Text under study:
“‘Big Mouth’: A Well-Done Teen Romp with an Unexpected Side of Good Advice”

By Maya Mukherjee, age 15, United Nations International School, New York City


Puberty, a time marked, quite literally, by sweat stains and body hair, is a period most of us would not like to memorialize. Barring the creators of “Big Mouth,” that is. Netflix’s four-season animated sensation centers on adolescent boys Nick and Andrew and their pubescent escapades in an American suburb. It’s nothing short of a loud, colorful love letter to our most gangly, acne-ridden years.

The writers’ vivid recollection of puberty without rose-colored glasses hits home for many teens such as myself. When the show’s female lead, Jesse, uses a tampon for the first time, we are spared the trite blood drop on the spotless white underwear. Instead, the event is the main plotline in an episode whose title speaks for itself: “The Hugest Period Ever.” If these milestones of change aren’t clear enough, each character is given a “Hormone Monster” — the embodiment of many teens’ most murky, indecent and downright disgusting thoughts.

Listed entries:
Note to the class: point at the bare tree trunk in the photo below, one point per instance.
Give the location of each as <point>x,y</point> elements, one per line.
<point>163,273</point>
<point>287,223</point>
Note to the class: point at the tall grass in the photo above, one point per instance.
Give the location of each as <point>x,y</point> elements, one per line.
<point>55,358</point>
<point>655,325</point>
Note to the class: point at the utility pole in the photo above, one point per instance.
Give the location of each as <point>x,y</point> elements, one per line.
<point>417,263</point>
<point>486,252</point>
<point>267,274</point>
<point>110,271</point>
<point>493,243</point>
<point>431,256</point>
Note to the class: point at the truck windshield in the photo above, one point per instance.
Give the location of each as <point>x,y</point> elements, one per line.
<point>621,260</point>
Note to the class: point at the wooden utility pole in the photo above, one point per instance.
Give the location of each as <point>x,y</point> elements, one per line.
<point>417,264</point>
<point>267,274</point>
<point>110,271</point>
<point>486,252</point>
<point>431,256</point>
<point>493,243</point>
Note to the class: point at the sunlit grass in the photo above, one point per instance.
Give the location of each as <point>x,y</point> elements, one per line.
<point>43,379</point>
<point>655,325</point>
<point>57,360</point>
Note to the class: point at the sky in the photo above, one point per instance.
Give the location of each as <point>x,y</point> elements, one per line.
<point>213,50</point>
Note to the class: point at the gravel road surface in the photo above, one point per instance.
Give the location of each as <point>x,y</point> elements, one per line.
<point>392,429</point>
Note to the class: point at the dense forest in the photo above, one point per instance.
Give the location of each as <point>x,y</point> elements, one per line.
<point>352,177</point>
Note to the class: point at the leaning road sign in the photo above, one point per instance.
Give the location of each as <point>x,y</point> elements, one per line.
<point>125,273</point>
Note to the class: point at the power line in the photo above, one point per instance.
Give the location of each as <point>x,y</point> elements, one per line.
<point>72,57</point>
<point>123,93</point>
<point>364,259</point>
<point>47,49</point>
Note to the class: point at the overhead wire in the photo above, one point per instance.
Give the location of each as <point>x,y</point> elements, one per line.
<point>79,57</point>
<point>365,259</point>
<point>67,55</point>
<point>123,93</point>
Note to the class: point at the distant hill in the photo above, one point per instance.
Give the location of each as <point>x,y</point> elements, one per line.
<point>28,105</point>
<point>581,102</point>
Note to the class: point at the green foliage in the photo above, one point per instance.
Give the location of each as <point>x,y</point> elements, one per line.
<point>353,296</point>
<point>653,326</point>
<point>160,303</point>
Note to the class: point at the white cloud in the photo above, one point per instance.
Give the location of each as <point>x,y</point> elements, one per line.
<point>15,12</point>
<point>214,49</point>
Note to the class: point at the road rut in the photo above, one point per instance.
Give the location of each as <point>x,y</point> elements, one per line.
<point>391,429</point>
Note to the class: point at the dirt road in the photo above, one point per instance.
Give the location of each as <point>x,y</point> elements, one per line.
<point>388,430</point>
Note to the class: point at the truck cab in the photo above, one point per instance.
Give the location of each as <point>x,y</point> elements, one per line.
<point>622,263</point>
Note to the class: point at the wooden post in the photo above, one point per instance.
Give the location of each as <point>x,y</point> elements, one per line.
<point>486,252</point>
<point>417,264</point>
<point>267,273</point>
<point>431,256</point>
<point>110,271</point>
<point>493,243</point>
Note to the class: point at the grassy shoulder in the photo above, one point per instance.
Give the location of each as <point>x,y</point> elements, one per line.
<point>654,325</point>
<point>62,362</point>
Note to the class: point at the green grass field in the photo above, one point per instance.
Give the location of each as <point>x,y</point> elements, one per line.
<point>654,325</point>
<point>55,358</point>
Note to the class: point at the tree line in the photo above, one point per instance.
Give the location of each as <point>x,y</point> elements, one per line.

Task requirements:
a) According to the review of "Big Mouth," what is the title of the episode in which Jesse uses a tampon for the first time?
b) For each statement, say whether it agrees with the review of "Big Mouth," and quote the words that decide it.
(i) "Big Mouth" is a live-action series.
(ii) The show's story takes place in an American suburb.
(iii) Each character in the show is given a "Hormone Monster."

Completed exercise:
a) “The Hugest Period Ever.”

b)
(i) No: "Netflix’s four-season animated sensation"
(ii) Yes: "their pubescent escapades in an American suburb"
(iii) Yes: "each character is given a “Hormone Monster”"